* [TAREAS POR HACER]:
1. Según el fragmento, ¿con qué libro ganó Daniel Bencomo el premio de poesía «Manuel José Othón»?
2. Copia del fragmento, sin cambiar nada, todo lo que va desde "Revista Digital de" hasta "http://www.filha.com.mx. ISSN: 2594-0449.".

* [FRAGMENTO DE PÁGINA]:
Revista Digital de la Unidad Académica de Docencia Superior,
Universidad Autónoma de Zacatecas, ISSN: 2594-0449.
Bencomo, Daniel. (2006). Verbi fanus. Revista digital FILHA. Octubre 2006. Número 2. Publicación semestral. Zacatecas, México: Universidad Autónoma de Zacatecas. Disponible en: http://www.filha.com.mx. ISSN: 2594-0449.
Daniel Bencomo. Nació en 1980 en San Luis Potosí. Perteneció al Taller Literario de la Casa de la Cultura de la misma ciudad, coordinado por David Ojeda. Ha publicado textos en revistas y suplementos de centro-occidente, además un cuaderno en la colección Cantera la voz (2004, Casa López Velarde, S.L.P.), y el libro Apuntes en el Baño (2005, Ediciones NOD / Sin Nombre), y De Maitines a vísperas (2008, Ayuntamiento de S.L.P.), todos de poesía. Ha publicado traducciones del alemán, en revistas Puntos suspensivos y Luvina. Obtuvo el premio de poesía «Manuel José Othón» en 2007 con el libro Morder la piedra. Durante 2008 tuvo un estímulo del Fondo Estatal para la Cultura y las Artes (S.L.P.) como creador joven; de 2007 a 2009 realizó la Maestría en Filosofía e Historia de las Ideas por la Universidad Autónoma de Zacatecas, ciudad donde radica actualmente.
Por Daniel Bencomo
“No hay grandes diferencias entre realidad y ficción, ni entre lo verdadero y lo falso. Una cosa no es necesariamente verdadera o falsa; puede ser al mismo tiempo verdadera y falsa.”
Harold Pinter
Toda pregunta por lo sagrado implica también una pregunta por un juego de espejos: lo verdadero que se mira en lo falso, reflejos de todo y de lo mismo. Si se busca entender lo sagrado, esto implica ya una contradicción: pues una posible respuesta es, que lo sagrado es aquello que escapa a nuestro entendimiento, a las categorías de verdadero o falso, a la puesta en marcha del engranaje de la razón. Para Roger Callois lo sagrado es lo que no es profano1. Lo profano –del latín fanus, templo- es lo que está frente al templo, hacia cualquier dirección que apunten sus paredes; es la zona de acción del hombre, el espacio donde cabe hablar de verdades y mentiras: donde él se relaciona con la naturaleza a su modo y a su manera, y que circunscribe al templo a manera de zona de seguridad y comodidad. Entrar al templo es ya, incluirse en un juego donde el hombre se siente inseguro, desprovisto de armas, herramientas y útiles, donde las leyes racionales que le sirven para soportar al mundo suenan huecas, tiemblan en su cimiento; se queda flotante en el oleaje de un vértigo irracional y sublime.

* [BLOQUE DE DATOS]:

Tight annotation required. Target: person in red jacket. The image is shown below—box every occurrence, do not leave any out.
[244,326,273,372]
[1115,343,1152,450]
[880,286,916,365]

* [RESULTADOS POR TAREA]:
1. Con Morder la piedra, en 2007.

2.
Revista Digital de la Unidad Académica de Docencia Superior,
Universidad Autónoma de Zacatecas, ISSN: 2594-0449.
Bencomo, Daniel. (2006). Verbi fanus. Revista digital FILHA. Octubre 2006. Número 2. Publicación semestral. Zacatecas, México: Universidad Autónoma de Zacatecas. Disponible en: http://www.filha.com.mx. ISSN: 2594-0449.